►

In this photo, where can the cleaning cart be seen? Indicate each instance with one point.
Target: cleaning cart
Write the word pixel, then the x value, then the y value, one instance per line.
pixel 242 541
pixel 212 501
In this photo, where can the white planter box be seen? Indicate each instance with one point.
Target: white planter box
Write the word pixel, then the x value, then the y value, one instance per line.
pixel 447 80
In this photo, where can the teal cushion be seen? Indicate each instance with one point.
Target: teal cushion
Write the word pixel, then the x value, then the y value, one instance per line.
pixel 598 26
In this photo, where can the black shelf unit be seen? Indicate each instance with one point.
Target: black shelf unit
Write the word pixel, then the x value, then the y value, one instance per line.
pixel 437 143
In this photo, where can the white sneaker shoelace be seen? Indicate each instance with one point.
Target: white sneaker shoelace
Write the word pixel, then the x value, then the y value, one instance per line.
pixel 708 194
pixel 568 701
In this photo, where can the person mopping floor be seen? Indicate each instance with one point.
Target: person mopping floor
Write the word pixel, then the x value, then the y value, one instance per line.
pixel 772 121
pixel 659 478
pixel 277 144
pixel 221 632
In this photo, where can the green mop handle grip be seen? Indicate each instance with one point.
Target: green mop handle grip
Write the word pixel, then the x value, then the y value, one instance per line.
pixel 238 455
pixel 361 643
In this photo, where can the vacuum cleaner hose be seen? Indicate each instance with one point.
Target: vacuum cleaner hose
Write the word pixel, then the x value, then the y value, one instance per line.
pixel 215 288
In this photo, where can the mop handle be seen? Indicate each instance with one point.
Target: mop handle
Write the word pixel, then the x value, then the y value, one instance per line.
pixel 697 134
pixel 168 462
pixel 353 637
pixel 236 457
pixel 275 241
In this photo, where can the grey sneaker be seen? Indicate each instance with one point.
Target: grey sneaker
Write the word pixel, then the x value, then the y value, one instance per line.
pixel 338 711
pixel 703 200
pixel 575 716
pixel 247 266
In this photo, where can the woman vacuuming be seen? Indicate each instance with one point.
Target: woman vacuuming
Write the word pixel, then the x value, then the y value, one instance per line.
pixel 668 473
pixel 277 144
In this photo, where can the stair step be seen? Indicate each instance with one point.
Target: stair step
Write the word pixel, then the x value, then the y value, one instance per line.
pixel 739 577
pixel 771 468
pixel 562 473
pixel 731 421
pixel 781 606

◄

• EXERCISE DESCRIPTION: Find the word "sneaker" in the listing and copy each line that contains it.

• OUTPUT OF THE EXERCISE:
In this photo, where can the white sneaker shoelace be seen? Indicate each instance with one point.
Target: white sneaker shoelace
In this photo, where can the grey sneaker be seen? Indicate each instance with one point.
Target: grey sneaker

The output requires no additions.